Point-per-instance localization data
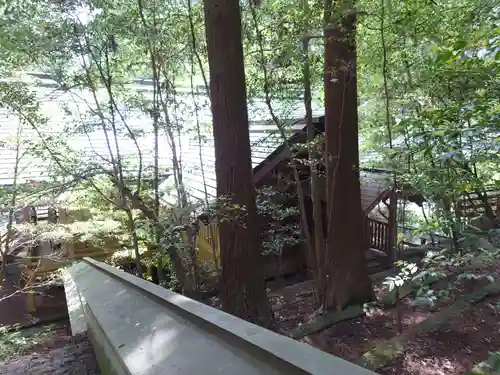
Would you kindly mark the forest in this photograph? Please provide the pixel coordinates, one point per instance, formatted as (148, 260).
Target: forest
(328, 170)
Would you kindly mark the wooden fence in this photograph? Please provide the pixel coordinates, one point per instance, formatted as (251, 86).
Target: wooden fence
(377, 235)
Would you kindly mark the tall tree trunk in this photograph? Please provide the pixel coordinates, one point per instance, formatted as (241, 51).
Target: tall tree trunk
(243, 288)
(346, 276)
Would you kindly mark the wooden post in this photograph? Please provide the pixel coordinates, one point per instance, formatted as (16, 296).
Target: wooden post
(393, 227)
(31, 300)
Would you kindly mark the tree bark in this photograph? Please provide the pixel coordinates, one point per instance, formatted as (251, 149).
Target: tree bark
(346, 276)
(243, 288)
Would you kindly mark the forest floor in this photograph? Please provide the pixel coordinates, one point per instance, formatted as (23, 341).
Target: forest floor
(452, 348)
(46, 350)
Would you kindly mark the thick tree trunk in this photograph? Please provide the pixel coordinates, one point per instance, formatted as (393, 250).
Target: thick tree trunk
(243, 288)
(346, 277)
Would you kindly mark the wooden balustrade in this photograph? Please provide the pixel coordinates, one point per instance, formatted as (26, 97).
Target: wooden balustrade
(377, 235)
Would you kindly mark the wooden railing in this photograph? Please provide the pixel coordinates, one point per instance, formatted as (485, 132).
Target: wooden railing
(377, 235)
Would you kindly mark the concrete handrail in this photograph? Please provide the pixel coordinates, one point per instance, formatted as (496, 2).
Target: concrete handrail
(138, 327)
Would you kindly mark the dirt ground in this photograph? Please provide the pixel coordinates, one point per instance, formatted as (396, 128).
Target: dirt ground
(59, 354)
(453, 349)
(50, 301)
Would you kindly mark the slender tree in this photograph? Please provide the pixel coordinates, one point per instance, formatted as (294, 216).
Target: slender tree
(243, 288)
(346, 279)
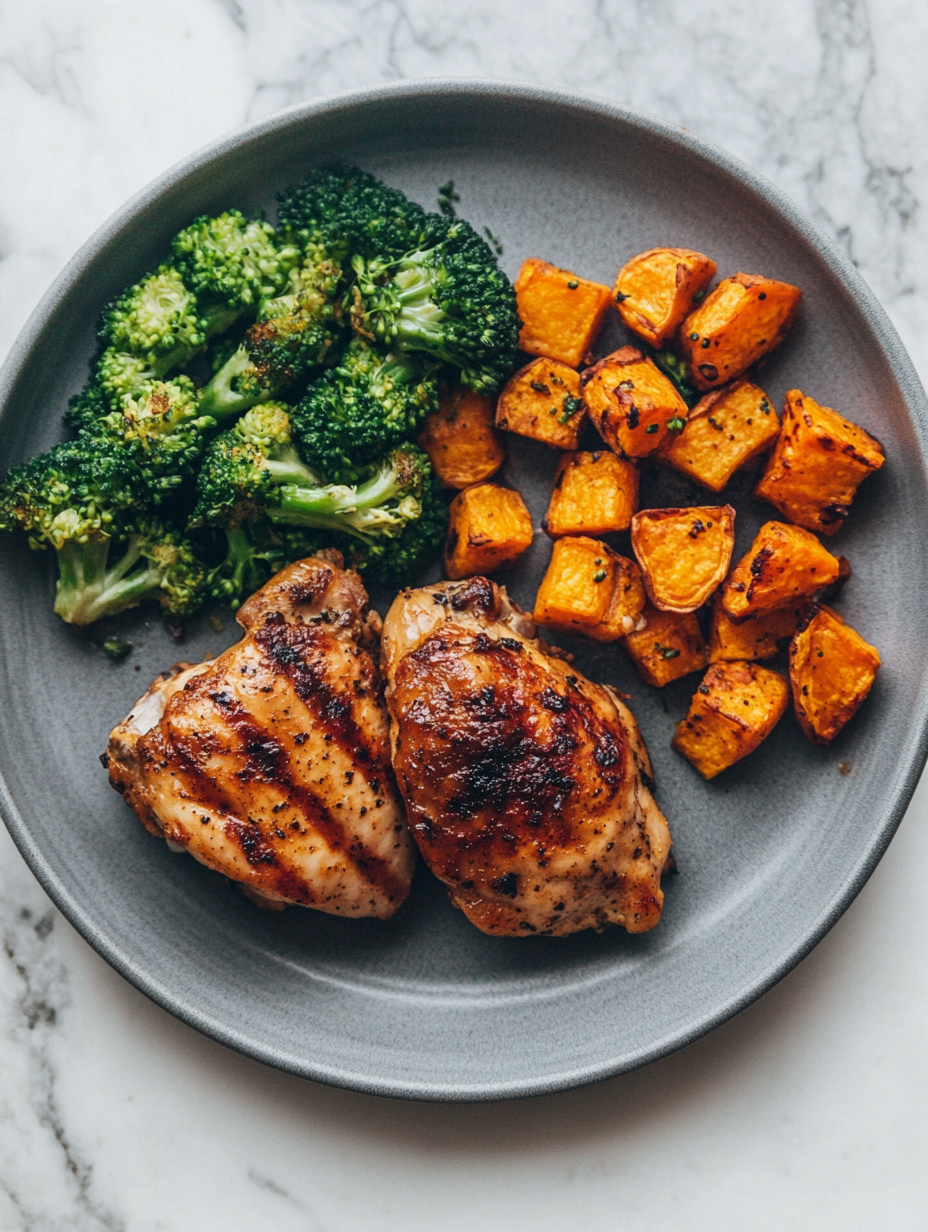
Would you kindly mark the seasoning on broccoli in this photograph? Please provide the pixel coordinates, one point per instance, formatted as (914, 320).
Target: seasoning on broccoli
(295, 333)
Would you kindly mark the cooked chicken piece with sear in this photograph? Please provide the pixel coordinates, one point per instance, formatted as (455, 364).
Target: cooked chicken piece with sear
(526, 786)
(271, 763)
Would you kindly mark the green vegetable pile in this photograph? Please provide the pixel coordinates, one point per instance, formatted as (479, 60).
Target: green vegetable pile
(255, 398)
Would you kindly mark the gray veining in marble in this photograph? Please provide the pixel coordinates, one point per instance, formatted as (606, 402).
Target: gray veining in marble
(807, 1111)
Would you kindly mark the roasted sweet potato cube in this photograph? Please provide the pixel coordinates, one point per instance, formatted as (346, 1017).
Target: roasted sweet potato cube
(544, 401)
(594, 494)
(783, 564)
(589, 589)
(817, 465)
(631, 403)
(460, 439)
(736, 324)
(757, 638)
(489, 529)
(656, 290)
(832, 669)
(736, 707)
(561, 313)
(725, 430)
(684, 553)
(667, 647)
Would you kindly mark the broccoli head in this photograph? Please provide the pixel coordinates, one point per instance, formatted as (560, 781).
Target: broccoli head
(354, 212)
(160, 428)
(157, 319)
(394, 561)
(233, 260)
(447, 298)
(365, 405)
(295, 333)
(88, 408)
(81, 499)
(245, 467)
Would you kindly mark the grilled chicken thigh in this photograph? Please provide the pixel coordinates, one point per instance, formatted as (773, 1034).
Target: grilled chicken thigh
(271, 763)
(526, 786)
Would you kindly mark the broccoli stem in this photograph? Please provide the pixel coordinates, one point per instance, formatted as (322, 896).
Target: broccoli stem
(286, 467)
(360, 511)
(419, 320)
(88, 590)
(221, 398)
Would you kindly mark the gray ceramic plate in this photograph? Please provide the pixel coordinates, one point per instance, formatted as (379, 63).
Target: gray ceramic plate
(770, 853)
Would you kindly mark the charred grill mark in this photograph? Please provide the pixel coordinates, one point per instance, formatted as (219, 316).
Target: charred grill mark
(300, 652)
(266, 760)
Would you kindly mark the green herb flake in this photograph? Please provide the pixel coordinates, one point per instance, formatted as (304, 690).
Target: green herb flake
(571, 407)
(115, 648)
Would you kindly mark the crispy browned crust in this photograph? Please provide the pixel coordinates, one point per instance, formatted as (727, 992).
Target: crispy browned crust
(525, 784)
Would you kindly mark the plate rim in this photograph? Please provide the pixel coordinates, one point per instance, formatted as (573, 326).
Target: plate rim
(906, 781)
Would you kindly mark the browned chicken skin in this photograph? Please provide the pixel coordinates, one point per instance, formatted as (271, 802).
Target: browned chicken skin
(525, 784)
(271, 763)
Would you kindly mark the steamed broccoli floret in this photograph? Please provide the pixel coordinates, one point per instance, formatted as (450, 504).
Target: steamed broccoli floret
(88, 408)
(153, 561)
(254, 552)
(354, 212)
(393, 562)
(359, 409)
(233, 261)
(80, 499)
(157, 319)
(293, 333)
(447, 298)
(252, 473)
(152, 328)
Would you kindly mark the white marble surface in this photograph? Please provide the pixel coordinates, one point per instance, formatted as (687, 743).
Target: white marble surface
(809, 1111)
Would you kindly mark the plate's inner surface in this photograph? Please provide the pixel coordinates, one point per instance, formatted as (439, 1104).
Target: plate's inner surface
(425, 1003)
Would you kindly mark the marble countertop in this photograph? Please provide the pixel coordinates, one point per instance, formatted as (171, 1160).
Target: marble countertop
(807, 1111)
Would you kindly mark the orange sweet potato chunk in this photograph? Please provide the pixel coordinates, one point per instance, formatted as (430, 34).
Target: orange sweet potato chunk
(460, 439)
(655, 290)
(631, 403)
(594, 494)
(725, 430)
(818, 462)
(735, 709)
(832, 669)
(684, 553)
(542, 401)
(561, 313)
(736, 324)
(489, 529)
(783, 564)
(757, 638)
(590, 590)
(667, 647)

* **What is expected**
What is needed is a word-for-word copy of the data, minus its pictures.

* **Task solution**
Would you kindly mark the forest in this photograph? Please provide the pixel coordinates, one point per instance, formatted as (148, 260).
Target: forest
(328, 170)
Would you kindly mark the wooden fence in this photograph? Please provide the pixel coordinates, one point per instance, formatted as (251, 86).
Target: wooden fence
(377, 235)
Would you kindly mark the tall tree trunk in this photograph? Please provide the pixel coordinates, one point per instance, formatted as (241, 51).
Target: tall tree trunk
(243, 288)
(346, 276)
Would you kindly mark the wooden post in this photograph? Please provide the pixel coordinates, one point per instance, formatted as (16, 296).
Target: wooden post
(393, 227)
(31, 300)
Would you kindly mark the tree bark in this photograph? Please provide the pixel coordinates, one point per instance, formatted as (251, 149).
Target: tree bark
(346, 276)
(243, 288)
Would you kindly mark the forest floor in this photograph? Please provide the pixel coordinates, one point per instance, formatted as (23, 341).
Target: forest floor
(452, 348)
(46, 350)
Would you kindly mark the thick tree trunk in this photograph? Please provide the pixel coordinates, one point per instance, formatted as (393, 250).
Target: thick tree trunk
(243, 288)
(346, 277)
Would you kindly mark the wooden balustrade in this photograph? Please provide the pixel coordinates, one point per instance, formatted as (26, 97).
Target: wooden balustrade
(377, 235)
Would you kindly mark the wooden railing in this photograph? Please provide the pixel coordinates, one point per instance, formatted as (485, 132).
Target: wooden railing
(377, 235)
Would you kindly mark the concrete handrail in this photograph? Please provide the pixel coordinates, one point per instance, formatted as (496, 2).
Target: concrete handrail
(138, 327)
Would you kindly mark the dirt ground in this photograph? Please provide the pixel coordinates, one point per instance, formatted as (396, 128).
Target: dirt ground
(59, 354)
(453, 349)
(50, 301)
Would you kindly mark the slender tree in this photograph? Please provide the pixel coordinates, one point per instance, formatted as (294, 216).
Target: slender tree
(243, 288)
(346, 279)
Would you kindly mark the seasoning on broccoli in this photograph? Please provide the pixel coordinates, one point per instance, formatted as (914, 320).
Target: seasoning on broccoli
(295, 333)
Would you kindly mark the cooked chicken piece with sear in this photograph? Please provide the pixel coordinates, one point per instance, formatted as (455, 364).
Target: cooked chicken piece with sear
(526, 786)
(271, 763)
Would you kindly mark the green vegetable pile in this photograph? Please provide the pixel coordinates, one point per instance, formatted as (479, 60).
Target: green vegetable pile
(255, 398)
Would you kindly mark the gray veining in marble in this photograph? Please provide the pixel coordinates, one point per instance, formatted as (606, 402).
Target: gray veining in marble
(807, 1111)
Would you kindly mark the roasted sweet potato cube in this photograph? Please provide the pixel coordinates, one point per instance, formatted as (346, 1017).
Target: roasted sweet potato cube
(544, 401)
(594, 494)
(783, 564)
(589, 589)
(817, 465)
(631, 403)
(460, 439)
(736, 324)
(757, 638)
(489, 529)
(656, 290)
(832, 669)
(736, 707)
(561, 313)
(725, 430)
(684, 553)
(667, 647)
Would you kindly mark the broccoli head in this photograph? Please provide the pixel coordinates, one point per instance, formatted as (560, 781).
Target: broccoli head
(354, 212)
(160, 428)
(157, 319)
(394, 561)
(233, 260)
(447, 298)
(365, 405)
(295, 333)
(88, 408)
(81, 499)
(245, 467)
Would you kindly mark the grilled chicken thigh in this photograph? Please provide the pixel coordinates, one point per instance, formatted as (773, 1034).
Target: grilled chicken thigh
(271, 763)
(526, 786)
Would you kindly mark the broccoli stem in this photograph? Please provide the pixel coordinates, one point per instance, formatted as (322, 896).
Target: broccoli stem
(286, 467)
(360, 511)
(419, 320)
(88, 590)
(221, 398)
Would you kindly mark the gray ceramic plate in this photograph? Please provide the pixel coordinates, one point per instance, formatted as (379, 63).
Target: gray ceramic plate
(770, 853)
Would you kindly mark the charred grill mark in this photograph? Please provide the pixel coordinates, one point per instance, formatted as (219, 316).
Target: charred grill mark
(300, 652)
(266, 760)
Would you kindly mark the green herb flake in this photograph? Please provide the pixel coordinates, one point per instance, formatted as (304, 690).
Target: green herb flake
(571, 407)
(115, 648)
Would you kindly mark the crispy browned crust in this photograph? Please provide the pixel coordinates, one point per instance, formatted as (727, 992).
Target: crispy browned crust
(525, 784)
Would you kindly mark the plate rim in this photograph? Please provide the pixel coordinates, one point per instance, formatted as (573, 326).
Target: plate rim
(906, 781)
Would you kindly mark the browned chicken skin in this photograph? Please provide the pixel coordinates, one point per instance, formatted as (271, 802).
Target: browned chicken skin
(525, 784)
(271, 763)
Would you kindly mark the steamed broccoli floret in this photograph? Please provide the pixel coordinates, one point per instance, formatted as (450, 504).
Target: steamed broccoli floret
(88, 408)
(153, 561)
(254, 552)
(354, 212)
(393, 562)
(359, 409)
(233, 261)
(80, 499)
(157, 319)
(293, 333)
(447, 298)
(252, 473)
(152, 328)
Would you kindly mark the white marble surface in this photograph? Please provide the pixel coordinates, one point per instance, formatted as (687, 743).
Target: white marble surface
(809, 1111)
Would you kindly mark the plate's inner surface in this photograph? Please provide the pixel coordinates, one point per instance, formatted as (439, 1104).
Target: plate's inner surface
(425, 1003)
Would you kindly mark the marble countertop in this photograph? Please provide the pixel coordinates, one point per instance, formatted as (171, 1160).
Target: marble countertop
(807, 1111)
Would you kindly mark the orange sweet potato chunk in this photograph? Please provide the pixel coordinates, one point per instance, formatted as (430, 34).
Target: orange sweet potato chunk
(460, 439)
(655, 290)
(631, 403)
(594, 494)
(725, 430)
(818, 462)
(735, 709)
(832, 669)
(684, 553)
(542, 401)
(561, 313)
(736, 324)
(489, 529)
(783, 564)
(757, 638)
(590, 590)
(667, 647)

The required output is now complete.